■ Data extract:
+ + + + +

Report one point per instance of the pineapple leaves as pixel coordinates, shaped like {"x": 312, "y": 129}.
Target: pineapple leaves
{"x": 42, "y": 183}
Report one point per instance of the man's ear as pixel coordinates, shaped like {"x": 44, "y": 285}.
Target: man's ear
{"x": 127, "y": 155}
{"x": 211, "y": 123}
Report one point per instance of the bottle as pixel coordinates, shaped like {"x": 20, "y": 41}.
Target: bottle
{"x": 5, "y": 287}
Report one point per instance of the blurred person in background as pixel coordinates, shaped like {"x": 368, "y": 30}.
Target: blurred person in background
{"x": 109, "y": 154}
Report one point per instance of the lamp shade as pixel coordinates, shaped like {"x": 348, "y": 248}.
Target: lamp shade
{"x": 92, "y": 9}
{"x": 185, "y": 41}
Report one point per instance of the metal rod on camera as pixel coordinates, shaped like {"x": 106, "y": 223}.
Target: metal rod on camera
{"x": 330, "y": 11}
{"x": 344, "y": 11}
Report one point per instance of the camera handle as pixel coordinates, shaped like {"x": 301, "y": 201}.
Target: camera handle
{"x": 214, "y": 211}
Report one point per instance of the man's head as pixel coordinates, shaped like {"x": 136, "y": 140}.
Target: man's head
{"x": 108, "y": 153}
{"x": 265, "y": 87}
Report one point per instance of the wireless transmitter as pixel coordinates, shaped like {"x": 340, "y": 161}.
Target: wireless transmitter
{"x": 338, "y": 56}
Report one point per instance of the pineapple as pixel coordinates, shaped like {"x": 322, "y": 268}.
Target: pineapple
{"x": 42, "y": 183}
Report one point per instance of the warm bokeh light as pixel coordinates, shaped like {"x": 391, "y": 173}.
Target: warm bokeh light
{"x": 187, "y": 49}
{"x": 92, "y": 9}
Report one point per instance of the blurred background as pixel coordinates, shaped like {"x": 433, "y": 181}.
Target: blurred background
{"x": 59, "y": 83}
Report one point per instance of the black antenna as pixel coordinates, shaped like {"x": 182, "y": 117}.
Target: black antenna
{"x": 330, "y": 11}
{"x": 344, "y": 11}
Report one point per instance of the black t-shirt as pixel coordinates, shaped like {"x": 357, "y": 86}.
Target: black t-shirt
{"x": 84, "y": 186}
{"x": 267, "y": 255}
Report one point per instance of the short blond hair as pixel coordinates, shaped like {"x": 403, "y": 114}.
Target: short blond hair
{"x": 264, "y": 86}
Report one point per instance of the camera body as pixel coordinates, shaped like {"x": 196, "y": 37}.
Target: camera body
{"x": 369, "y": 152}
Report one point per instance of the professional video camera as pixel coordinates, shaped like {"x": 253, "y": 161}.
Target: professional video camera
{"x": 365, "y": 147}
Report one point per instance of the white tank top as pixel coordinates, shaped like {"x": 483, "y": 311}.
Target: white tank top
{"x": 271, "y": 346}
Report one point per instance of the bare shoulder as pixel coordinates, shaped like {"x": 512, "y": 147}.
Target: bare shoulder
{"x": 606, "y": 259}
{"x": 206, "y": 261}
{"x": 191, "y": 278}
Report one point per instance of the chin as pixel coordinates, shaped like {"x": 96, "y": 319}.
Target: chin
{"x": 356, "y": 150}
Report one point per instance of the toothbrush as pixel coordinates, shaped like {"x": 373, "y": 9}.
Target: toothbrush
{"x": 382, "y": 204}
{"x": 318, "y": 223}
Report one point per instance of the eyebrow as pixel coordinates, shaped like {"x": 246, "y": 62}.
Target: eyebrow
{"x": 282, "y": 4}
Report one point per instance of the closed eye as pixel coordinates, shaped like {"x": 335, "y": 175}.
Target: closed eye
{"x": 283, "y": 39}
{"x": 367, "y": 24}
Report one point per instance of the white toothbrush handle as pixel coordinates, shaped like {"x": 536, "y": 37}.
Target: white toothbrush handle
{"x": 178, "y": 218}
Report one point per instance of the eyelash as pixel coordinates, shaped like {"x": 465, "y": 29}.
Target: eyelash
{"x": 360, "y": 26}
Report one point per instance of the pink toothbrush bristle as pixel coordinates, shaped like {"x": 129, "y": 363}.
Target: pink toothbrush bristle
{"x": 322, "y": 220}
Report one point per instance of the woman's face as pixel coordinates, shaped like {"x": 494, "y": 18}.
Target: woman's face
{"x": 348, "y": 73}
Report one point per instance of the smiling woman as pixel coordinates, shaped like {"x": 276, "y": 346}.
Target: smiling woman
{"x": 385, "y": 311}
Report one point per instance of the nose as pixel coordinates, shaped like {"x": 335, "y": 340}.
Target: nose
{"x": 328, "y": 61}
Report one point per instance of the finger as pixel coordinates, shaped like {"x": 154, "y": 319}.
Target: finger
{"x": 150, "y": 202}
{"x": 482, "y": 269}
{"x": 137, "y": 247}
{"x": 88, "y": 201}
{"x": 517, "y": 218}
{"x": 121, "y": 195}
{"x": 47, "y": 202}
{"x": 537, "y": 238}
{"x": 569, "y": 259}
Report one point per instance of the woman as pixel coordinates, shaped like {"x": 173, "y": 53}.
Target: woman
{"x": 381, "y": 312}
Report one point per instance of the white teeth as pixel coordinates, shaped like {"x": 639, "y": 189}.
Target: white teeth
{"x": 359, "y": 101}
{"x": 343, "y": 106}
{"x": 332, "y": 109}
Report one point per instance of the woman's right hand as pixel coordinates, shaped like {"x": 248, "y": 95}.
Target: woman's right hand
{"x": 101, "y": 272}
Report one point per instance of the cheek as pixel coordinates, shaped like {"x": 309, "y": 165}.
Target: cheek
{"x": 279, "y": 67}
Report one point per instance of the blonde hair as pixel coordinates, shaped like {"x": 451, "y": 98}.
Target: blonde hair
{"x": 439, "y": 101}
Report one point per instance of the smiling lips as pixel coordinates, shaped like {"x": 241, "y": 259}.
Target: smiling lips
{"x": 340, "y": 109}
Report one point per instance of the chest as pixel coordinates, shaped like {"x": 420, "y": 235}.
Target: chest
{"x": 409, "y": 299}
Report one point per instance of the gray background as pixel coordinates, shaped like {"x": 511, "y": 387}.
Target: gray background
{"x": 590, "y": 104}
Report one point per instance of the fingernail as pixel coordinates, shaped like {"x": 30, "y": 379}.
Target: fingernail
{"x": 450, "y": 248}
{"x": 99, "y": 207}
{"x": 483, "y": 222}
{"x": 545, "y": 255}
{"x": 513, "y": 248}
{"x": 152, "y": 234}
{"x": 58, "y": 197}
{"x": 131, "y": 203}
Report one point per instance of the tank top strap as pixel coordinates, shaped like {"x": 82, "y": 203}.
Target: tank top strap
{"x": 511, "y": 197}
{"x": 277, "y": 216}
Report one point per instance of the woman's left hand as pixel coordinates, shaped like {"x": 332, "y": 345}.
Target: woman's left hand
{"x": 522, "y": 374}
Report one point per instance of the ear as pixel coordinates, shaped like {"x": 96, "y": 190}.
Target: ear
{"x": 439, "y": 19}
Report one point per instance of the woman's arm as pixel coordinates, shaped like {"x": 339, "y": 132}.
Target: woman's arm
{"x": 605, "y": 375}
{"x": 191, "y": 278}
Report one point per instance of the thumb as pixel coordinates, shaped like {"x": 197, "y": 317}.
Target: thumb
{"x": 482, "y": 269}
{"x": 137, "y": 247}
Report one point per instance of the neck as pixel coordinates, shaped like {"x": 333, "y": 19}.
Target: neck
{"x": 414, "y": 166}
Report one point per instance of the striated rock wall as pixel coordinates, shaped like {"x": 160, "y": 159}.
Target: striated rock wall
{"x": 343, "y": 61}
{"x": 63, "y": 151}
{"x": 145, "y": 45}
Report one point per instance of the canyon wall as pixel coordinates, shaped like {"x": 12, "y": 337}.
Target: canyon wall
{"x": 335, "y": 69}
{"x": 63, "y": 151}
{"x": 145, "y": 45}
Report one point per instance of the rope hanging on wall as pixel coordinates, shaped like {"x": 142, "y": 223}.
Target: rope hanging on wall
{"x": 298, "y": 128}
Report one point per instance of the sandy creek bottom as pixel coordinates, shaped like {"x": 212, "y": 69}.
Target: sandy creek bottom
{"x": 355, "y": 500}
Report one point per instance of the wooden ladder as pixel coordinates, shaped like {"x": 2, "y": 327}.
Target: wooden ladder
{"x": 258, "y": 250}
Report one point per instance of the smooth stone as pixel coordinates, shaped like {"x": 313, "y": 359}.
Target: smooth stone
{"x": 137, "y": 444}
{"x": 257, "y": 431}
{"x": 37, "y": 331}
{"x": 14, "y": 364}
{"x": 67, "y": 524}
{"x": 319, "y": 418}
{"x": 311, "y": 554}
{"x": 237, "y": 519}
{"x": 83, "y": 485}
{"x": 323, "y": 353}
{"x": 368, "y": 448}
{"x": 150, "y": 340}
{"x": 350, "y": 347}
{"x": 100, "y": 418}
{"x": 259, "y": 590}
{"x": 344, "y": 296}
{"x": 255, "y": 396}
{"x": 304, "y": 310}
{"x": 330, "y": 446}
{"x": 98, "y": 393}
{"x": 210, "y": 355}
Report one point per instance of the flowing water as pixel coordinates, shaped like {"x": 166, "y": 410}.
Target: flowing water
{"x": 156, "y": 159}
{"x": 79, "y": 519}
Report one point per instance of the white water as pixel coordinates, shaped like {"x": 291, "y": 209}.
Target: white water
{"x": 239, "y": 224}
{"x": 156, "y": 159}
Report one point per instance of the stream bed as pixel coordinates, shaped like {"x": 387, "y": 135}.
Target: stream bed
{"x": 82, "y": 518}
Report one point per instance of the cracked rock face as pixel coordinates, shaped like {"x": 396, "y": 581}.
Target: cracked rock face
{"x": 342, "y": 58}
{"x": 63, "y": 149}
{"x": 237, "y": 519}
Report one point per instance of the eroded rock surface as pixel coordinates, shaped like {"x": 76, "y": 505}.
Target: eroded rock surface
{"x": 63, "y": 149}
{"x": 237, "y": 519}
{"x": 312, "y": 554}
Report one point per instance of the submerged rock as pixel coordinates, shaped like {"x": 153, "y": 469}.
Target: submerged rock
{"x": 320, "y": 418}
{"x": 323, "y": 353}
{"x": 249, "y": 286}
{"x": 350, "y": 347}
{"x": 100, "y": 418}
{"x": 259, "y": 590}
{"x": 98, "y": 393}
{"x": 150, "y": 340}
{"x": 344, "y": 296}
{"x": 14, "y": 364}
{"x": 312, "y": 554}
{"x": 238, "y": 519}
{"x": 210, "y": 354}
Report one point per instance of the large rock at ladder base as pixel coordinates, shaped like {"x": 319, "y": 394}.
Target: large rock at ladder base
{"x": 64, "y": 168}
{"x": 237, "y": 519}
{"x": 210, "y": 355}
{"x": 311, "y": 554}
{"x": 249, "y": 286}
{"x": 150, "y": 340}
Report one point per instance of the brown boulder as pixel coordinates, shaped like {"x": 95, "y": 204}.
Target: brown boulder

+ + + + +

■ Given problem: Reproduce, word for word, every line starting at the line that contains "Report one point per instance of the white water" and ending with the final line of the entries.

■ Task result:
Report one point per instance of the white water as pixel coordinates, shaped like {"x": 291, "y": 209}.
Target: white water
{"x": 239, "y": 224}
{"x": 156, "y": 159}
Report one point per instance of the stream bed as pixel coordinates, shaped like {"x": 387, "y": 135}.
Target: stream bed
{"x": 82, "y": 518}
Report one point per instance of the cracked rock face as pixel coordinates, shaped like {"x": 396, "y": 581}.
Target: cracked rock face
{"x": 342, "y": 58}
{"x": 63, "y": 149}
{"x": 237, "y": 519}
Report one point per instance of the eroded rock surface as pixel coordinates, shaped like {"x": 76, "y": 505}.
Target: eroded rock surface
{"x": 63, "y": 149}
{"x": 237, "y": 519}
{"x": 312, "y": 554}
Report one point per instance of the submerged rock as pixel coordinates, shaped like {"x": 153, "y": 469}.
Target: submerged rock
{"x": 320, "y": 418}
{"x": 323, "y": 353}
{"x": 249, "y": 286}
{"x": 350, "y": 347}
{"x": 100, "y": 418}
{"x": 259, "y": 590}
{"x": 98, "y": 393}
{"x": 150, "y": 340}
{"x": 344, "y": 296}
{"x": 14, "y": 364}
{"x": 312, "y": 554}
{"x": 238, "y": 519}
{"x": 210, "y": 354}
Report one point per instance of the large rock at ladder base as pixel coordinates, shaped like {"x": 319, "y": 394}.
Target: large rock at ladder base
{"x": 64, "y": 168}
{"x": 237, "y": 519}
{"x": 210, "y": 355}
{"x": 311, "y": 554}
{"x": 249, "y": 286}
{"x": 150, "y": 340}
Report one point per instance of the brown boulder as pixel coordinates, shaped like {"x": 95, "y": 204}.
Target: brown boulder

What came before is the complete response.